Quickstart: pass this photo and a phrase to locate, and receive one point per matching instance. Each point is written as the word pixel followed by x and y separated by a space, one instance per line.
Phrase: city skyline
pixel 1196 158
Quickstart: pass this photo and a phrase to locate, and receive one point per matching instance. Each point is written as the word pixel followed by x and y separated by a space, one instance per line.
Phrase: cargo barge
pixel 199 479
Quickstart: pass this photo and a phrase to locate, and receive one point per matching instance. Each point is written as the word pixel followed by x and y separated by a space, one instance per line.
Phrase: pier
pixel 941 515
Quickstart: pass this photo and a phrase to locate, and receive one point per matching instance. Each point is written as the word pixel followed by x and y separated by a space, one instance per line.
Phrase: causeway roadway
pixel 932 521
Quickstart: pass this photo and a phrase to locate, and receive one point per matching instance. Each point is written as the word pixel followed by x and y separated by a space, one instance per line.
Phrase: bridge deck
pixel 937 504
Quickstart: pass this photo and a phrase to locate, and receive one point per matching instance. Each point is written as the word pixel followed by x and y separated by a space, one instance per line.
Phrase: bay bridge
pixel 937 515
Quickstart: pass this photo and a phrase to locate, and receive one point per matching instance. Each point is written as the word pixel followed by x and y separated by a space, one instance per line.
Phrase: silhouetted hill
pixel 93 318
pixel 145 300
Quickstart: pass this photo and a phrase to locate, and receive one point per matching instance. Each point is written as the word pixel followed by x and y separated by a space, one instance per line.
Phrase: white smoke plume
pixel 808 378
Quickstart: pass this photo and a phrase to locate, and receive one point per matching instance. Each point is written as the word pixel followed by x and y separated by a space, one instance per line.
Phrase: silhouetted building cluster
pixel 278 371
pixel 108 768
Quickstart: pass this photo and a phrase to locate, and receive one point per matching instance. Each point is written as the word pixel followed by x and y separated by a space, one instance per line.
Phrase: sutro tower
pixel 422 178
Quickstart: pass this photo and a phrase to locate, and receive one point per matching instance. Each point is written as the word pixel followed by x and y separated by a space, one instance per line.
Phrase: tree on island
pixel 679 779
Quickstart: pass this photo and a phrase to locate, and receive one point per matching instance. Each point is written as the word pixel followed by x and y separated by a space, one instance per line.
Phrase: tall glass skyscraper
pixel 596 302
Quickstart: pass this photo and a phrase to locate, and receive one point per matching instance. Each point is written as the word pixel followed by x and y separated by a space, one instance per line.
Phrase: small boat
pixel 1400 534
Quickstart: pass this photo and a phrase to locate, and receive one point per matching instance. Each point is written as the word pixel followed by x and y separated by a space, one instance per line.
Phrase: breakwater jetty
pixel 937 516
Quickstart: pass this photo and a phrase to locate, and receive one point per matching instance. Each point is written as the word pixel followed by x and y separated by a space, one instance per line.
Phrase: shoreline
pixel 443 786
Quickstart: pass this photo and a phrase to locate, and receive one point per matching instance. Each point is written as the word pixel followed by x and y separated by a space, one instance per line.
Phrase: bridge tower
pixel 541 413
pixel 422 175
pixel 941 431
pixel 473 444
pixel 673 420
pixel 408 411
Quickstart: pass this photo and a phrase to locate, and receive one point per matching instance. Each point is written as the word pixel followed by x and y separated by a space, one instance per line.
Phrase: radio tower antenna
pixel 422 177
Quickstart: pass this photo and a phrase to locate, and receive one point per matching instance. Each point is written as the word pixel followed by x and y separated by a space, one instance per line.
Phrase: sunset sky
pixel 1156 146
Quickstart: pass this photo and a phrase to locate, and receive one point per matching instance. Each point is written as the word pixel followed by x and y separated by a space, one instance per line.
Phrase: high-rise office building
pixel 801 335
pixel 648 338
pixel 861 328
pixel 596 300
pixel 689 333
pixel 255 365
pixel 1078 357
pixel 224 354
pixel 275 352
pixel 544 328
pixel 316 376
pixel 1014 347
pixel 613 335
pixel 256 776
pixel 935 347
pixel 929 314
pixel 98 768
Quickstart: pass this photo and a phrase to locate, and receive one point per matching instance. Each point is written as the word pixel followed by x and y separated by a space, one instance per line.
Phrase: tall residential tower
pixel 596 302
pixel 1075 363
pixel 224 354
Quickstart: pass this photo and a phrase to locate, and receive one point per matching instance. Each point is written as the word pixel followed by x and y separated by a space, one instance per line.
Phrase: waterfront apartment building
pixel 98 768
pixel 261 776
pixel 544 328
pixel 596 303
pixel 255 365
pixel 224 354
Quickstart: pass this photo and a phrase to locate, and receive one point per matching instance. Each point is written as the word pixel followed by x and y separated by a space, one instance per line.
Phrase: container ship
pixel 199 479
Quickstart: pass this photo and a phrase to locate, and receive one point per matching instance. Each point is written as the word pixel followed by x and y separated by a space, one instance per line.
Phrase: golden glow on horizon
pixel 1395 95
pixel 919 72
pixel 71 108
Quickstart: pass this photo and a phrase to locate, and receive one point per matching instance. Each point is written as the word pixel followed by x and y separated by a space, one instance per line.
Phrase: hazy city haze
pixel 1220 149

==*==

### Task prompt:
Change every "Quickstart" to "Guide" in the records from the start through the line containing "pixel 941 515", and reproduce those lines with no other alteration.

### Full answer:
Guide: pass this photo and a phrase to locate, and receive one point per matching instance. Each point is written as the word pixel followed by x and y separated by a space, one instance per line.
Phrase: city skyline
pixel 1196 158
Guide: pass this photo and a phrase to locate, and receive one point per matching instance. Each point is written as the word pixel followed by x and y separated by a space, one instance per line.
Phrase: cargo barge
pixel 199 479
Guide: pass this photo and a phrase to locate, and receive one point per matching instance. Each point is written as the word pixel followed by x and y separated by a space, one instance per line.
Phrase: pier
pixel 941 515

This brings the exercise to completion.